• JOB:
Could you write out these rows again with every "innermost" replaced by "central" and everything else left unchanged?

• INPUT MATERIAL:
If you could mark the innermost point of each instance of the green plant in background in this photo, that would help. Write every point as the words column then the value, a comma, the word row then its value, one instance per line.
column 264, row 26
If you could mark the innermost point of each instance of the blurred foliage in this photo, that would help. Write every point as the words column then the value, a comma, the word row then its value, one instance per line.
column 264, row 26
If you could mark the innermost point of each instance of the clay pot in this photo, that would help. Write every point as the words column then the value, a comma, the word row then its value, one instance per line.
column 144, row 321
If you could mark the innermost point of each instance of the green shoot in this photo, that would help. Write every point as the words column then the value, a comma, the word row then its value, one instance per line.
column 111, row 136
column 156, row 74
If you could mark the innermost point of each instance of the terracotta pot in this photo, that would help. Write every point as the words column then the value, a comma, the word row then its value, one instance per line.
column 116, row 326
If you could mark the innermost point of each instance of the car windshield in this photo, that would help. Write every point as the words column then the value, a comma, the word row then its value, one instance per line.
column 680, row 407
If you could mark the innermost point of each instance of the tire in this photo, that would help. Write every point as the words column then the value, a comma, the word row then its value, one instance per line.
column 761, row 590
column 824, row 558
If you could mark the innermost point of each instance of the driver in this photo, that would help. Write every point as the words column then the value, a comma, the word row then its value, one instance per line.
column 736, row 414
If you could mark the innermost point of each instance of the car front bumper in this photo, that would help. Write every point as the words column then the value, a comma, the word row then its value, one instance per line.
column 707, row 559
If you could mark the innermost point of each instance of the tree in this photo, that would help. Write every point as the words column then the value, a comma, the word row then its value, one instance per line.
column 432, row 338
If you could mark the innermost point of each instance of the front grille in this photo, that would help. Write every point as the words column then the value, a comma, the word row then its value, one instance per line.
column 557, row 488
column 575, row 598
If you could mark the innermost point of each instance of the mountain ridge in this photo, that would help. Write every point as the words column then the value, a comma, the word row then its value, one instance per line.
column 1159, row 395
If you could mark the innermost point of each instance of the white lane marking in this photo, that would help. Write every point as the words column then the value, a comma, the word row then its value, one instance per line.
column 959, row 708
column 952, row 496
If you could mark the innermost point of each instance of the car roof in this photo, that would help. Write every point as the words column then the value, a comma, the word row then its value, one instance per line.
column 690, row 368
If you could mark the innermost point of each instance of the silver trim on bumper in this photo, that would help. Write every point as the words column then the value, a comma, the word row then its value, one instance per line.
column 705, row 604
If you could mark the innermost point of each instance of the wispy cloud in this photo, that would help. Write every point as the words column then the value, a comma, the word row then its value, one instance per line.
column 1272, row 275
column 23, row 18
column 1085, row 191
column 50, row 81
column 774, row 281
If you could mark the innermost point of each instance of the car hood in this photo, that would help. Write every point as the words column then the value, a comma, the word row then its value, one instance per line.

• EXERCISE ANSWER:
If you could mark the central point of each instance of the green plant in background in this photo, that would help. Write every point as the words column then the value, a comma, the word row then its value, one instance per line.
column 264, row 26
If you could mark the central point of each instance of the blurred foliage in this photo, that would help. Write every point as the words column then the value, a comma, the word row then its value, one instance per line.
column 264, row 26
If you could mark the central point of each instance of the clay pot in this photo, that would help. Write every point as the words column then the value, a comma, the word row then its value, one instance per line.
column 144, row 321
If you could mark the central point of each instance of the green shoot in this photo, that would help. Write every point as the words column then the value, a comma, the word row then its value, one instance per line.
column 111, row 136
column 156, row 74
If you could mark the central point of each instance of the terracotta pot in this photo, that would help. Write every point as the words column then the value, a comma, the word row then its value, one instance per line.
column 116, row 326
If you could mark the central point of each instance of the car windshield in this photo, that would help. Write every point as the words column then the value, a comma, the word row then its value, one instance per line.
column 680, row 407
If you could mark the central point of each instance of the tire in this photo, that would help. Write every point as the words column then the value, a comma, the word row then its value, one instance per line.
column 761, row 590
column 824, row 558
If you could mark the central point of each instance of the driver in this photo, that would help. Write every point as the words column then the value, a comma, the word row then its value, one instance per line.
column 736, row 414
If you could mark the central point of each instance of the car front bumper in this photo, that would help. Write every point as the words column then the value, a comma, the word row then its value, one instance per line.
column 707, row 559
If you could mark the central point of each instance of the tree in this photo, that would help. Write every point as the words column then the value, a comma, the word row then its value, one instance per line.
column 432, row 338
If you could mark the central point of each instance of the front grille in this photo, that would help. Write every point as the words column then the value, a comma, the word row then its value, one instance per line.
column 557, row 488
column 575, row 598
If you could mark the central point of each instance of the mountain ridge in this photo, that would help. Write every point as the words column then the value, a comma, the word row then its value, one instance per line.
column 1159, row 395
If you could mark the central point of each instance of the white lane marking in this photo, that would help. Write every point as the words column then the value, a comma, the word row then its value, one instance per line.
column 959, row 708
column 952, row 496
If you could mark the central point of each instance of the car roof in this photo, that would help. Write every point as the words column then the value, a comma, the word row then its value, one instance per line.
column 690, row 368
If you could mark the central point of each instance of the silver trim on bumper in this photo, that would help. Write every point as the words column then the value, a comma, the word row then its value, one instance per line.
column 705, row 604
If you could mark the central point of each instance of the wispy cloud in this photo, that would help. Write every point as the words column then the value, a comma, the word row then its value, one instance per line.
column 1272, row 275
column 23, row 18
column 1085, row 191
column 50, row 81
column 774, row 281
If you could mark the central point of each instance of the car hood in this photo, that would help. Write every point as the words column then the value, a comma, the word row then its value, one instance per line.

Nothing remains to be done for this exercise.